◆ Requirement ◆
Raise each coordinate in the answers by 63 in the data, starting with the line that contains "Teacher note: locate the front wheel" and going on through the line that contains "(1243, 710)", both ends included. Write out every line in that span again, leaving all other numbers and text unchanged.

◆ Records for this task ◆

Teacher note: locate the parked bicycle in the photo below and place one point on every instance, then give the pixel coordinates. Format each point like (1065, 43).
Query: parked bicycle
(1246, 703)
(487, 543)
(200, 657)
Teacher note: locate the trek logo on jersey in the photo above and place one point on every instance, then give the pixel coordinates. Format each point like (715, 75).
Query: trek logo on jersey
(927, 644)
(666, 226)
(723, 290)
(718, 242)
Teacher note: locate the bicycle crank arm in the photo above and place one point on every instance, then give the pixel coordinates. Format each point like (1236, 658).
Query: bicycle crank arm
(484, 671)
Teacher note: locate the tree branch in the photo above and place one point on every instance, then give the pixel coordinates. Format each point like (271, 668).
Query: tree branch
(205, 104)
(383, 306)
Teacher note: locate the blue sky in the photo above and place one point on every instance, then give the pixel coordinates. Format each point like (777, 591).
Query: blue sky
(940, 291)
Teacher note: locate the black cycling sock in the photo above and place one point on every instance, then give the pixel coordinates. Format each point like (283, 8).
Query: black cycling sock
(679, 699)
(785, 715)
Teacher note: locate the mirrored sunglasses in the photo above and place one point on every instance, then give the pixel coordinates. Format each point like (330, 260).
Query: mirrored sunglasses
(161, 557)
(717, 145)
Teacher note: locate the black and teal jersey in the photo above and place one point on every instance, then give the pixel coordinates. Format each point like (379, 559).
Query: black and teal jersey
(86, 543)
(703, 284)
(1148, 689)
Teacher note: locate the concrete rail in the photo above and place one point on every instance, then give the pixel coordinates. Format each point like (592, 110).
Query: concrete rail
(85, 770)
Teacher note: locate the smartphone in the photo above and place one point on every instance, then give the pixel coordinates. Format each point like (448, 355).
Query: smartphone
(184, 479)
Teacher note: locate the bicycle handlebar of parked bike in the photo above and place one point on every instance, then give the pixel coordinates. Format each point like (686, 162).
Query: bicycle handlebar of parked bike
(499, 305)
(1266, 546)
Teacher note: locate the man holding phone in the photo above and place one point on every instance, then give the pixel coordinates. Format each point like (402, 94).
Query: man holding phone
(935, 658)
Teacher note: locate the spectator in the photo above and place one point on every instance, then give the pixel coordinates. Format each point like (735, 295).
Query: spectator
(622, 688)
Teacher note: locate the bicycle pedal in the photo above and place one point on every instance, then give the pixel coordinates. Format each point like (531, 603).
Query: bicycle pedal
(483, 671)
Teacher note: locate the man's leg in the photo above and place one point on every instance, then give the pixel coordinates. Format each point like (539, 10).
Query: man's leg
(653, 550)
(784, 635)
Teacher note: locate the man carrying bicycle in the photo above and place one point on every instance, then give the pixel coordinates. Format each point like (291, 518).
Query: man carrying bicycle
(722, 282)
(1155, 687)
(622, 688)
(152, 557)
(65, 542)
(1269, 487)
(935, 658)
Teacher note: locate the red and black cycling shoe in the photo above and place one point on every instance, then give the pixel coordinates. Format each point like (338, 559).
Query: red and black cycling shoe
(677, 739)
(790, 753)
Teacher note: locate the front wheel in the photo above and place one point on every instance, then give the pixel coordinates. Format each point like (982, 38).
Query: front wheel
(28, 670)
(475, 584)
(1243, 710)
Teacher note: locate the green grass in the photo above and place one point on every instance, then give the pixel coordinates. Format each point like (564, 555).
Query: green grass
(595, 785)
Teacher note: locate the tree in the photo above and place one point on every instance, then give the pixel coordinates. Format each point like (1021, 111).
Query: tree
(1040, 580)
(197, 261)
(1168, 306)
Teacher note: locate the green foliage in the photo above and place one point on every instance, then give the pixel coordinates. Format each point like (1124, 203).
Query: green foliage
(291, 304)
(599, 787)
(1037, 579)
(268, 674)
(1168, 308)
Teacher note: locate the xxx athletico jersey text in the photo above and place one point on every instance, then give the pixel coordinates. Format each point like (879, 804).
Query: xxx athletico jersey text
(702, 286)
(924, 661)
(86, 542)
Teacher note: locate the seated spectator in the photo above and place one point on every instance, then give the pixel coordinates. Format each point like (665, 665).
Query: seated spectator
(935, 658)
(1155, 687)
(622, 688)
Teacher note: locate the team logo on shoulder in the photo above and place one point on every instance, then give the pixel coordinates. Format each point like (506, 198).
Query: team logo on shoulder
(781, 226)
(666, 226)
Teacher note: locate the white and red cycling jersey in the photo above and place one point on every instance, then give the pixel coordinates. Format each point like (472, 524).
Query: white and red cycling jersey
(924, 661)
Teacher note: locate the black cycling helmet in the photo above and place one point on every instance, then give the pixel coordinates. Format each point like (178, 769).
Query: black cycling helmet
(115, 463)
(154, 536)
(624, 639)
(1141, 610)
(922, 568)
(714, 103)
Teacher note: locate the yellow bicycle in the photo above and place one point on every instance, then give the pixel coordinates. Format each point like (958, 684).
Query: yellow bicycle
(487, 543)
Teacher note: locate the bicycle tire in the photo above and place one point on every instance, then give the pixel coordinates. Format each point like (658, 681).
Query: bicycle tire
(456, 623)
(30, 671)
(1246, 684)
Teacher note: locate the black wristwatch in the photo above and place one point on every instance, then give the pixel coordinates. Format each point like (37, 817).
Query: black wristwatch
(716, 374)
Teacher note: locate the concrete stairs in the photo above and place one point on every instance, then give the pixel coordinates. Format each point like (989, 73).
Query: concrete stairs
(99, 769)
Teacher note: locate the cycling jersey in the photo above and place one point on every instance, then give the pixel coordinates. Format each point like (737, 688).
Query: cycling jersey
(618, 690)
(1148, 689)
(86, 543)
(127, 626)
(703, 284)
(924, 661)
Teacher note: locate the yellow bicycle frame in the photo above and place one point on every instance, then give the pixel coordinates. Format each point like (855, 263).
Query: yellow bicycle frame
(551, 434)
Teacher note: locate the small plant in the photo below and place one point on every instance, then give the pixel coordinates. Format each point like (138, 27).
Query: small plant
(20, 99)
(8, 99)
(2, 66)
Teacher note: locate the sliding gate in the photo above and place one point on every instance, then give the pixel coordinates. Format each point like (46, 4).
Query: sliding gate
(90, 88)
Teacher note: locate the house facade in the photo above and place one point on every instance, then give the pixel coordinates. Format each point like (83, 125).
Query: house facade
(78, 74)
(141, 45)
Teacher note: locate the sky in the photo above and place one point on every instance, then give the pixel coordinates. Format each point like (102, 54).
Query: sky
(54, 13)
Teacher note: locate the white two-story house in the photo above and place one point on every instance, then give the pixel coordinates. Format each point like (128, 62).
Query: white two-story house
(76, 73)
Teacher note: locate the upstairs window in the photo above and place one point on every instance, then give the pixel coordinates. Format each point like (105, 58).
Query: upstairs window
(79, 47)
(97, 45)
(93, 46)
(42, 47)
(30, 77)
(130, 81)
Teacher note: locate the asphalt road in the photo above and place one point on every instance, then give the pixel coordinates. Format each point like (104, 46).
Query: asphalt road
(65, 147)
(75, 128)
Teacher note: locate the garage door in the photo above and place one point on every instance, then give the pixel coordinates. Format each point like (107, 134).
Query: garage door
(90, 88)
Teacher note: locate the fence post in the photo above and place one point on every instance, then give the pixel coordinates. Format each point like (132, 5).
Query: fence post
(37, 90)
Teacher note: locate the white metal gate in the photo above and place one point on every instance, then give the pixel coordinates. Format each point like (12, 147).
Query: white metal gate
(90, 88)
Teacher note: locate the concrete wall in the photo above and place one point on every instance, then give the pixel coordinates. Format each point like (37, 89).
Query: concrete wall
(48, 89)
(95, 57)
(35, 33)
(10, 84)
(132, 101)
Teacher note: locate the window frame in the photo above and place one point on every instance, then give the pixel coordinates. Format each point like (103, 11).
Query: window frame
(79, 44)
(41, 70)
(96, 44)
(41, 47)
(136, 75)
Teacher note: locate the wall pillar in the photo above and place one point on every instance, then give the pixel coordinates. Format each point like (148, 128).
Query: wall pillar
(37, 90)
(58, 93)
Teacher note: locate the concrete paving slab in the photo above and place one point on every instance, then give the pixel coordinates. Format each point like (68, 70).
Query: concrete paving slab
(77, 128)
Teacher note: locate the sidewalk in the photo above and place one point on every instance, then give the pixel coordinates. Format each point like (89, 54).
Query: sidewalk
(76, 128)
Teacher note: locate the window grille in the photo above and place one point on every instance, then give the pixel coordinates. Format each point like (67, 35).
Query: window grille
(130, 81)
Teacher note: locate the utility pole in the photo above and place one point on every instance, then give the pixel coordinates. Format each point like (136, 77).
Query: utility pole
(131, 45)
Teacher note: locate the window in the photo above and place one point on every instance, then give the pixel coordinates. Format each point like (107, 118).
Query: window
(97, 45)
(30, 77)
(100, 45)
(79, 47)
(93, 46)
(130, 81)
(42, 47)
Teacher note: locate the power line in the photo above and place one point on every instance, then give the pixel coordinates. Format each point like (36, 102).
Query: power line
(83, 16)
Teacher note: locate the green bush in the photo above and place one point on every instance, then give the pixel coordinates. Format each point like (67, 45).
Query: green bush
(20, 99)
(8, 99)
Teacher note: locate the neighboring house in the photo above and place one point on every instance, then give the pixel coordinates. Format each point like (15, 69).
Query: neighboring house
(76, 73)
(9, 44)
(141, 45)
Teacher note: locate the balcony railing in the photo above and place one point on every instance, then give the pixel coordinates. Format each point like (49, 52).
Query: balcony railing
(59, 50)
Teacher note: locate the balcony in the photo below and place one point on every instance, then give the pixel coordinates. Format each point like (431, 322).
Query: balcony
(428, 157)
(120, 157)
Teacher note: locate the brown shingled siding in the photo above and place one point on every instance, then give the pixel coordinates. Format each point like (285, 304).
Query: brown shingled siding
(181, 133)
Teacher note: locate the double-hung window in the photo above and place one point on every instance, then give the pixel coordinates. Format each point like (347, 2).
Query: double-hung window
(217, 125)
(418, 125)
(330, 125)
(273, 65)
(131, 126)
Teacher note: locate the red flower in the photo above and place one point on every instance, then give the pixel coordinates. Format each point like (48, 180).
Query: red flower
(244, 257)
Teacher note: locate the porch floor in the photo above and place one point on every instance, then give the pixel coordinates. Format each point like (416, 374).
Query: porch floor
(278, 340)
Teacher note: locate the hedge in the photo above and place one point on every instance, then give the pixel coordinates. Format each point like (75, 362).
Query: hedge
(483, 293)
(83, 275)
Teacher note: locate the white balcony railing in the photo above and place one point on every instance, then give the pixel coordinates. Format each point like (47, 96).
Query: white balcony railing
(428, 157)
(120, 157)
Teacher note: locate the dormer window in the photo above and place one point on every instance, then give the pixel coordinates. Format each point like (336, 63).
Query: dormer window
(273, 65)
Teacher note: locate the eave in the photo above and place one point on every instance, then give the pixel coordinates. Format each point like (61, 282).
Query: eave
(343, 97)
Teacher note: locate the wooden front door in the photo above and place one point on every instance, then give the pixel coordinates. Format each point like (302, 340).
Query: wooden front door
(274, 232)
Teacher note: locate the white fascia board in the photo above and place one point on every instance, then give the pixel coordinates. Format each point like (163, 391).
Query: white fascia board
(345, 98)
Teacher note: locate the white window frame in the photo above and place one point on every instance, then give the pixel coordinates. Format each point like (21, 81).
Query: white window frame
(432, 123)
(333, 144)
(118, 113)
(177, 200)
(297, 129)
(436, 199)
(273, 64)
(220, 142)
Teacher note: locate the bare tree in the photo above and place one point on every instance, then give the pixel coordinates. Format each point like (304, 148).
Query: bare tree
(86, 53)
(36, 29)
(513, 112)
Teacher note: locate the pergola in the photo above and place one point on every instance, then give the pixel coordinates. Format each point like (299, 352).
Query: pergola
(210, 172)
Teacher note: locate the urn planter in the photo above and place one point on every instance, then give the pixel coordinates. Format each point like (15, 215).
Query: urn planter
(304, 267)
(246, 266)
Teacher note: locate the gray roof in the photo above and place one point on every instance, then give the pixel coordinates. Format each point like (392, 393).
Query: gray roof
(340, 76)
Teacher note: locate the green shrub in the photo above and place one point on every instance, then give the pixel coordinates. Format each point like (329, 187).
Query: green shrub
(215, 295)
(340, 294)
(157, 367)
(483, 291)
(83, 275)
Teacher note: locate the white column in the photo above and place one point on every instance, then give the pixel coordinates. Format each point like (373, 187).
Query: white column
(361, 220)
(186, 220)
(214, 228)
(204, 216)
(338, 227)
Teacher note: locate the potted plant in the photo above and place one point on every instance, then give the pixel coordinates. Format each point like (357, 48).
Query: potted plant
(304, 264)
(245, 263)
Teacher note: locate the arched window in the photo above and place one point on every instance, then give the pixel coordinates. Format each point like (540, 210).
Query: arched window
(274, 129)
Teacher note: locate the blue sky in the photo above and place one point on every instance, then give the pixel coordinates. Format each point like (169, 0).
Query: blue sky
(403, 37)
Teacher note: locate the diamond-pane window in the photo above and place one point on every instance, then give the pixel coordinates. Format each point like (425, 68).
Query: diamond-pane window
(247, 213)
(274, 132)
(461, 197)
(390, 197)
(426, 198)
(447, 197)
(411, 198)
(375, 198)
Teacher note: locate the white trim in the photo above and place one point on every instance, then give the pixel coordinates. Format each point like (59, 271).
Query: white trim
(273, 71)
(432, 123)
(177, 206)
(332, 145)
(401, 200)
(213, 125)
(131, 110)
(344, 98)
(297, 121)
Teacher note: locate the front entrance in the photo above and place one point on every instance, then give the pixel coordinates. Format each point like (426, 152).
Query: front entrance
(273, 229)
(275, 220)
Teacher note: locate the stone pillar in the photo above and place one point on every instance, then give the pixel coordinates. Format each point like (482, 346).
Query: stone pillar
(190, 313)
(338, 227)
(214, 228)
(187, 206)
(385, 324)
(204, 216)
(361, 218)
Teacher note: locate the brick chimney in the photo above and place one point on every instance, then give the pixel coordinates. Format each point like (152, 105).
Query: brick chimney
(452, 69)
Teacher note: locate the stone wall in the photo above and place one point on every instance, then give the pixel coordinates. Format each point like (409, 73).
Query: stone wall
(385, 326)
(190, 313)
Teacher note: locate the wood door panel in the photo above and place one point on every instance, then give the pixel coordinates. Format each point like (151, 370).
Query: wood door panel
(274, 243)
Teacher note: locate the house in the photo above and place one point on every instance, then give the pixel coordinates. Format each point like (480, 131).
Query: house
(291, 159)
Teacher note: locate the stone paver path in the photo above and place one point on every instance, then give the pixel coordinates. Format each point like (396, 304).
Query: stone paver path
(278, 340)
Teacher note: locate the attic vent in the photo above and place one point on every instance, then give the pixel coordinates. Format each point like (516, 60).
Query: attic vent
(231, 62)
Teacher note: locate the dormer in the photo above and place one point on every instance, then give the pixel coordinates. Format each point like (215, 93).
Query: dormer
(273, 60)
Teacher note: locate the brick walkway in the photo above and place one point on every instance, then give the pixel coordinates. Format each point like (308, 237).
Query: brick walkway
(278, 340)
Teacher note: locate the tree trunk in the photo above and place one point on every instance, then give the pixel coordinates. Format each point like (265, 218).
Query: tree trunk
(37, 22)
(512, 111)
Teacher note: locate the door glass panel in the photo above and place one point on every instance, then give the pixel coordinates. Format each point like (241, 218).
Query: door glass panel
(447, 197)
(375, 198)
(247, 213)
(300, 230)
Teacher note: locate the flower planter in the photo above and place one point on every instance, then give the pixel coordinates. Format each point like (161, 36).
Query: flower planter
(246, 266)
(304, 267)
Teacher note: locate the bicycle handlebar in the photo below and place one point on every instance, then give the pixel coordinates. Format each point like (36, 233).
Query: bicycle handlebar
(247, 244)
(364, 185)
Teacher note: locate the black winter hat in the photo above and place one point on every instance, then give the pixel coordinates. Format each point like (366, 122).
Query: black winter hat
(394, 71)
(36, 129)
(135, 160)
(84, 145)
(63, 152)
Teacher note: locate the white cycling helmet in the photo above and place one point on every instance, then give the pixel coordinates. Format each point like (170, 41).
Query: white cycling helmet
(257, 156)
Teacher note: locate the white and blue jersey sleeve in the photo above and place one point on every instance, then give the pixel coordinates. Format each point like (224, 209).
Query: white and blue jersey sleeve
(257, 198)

◆ Written answer ◆
Teacher note: locate the front wheel in the photo above and place one point on every instance, then give the pixel coordinates. Format each point like (982, 38).
Query: front wheel
(91, 733)
(538, 647)
(1306, 773)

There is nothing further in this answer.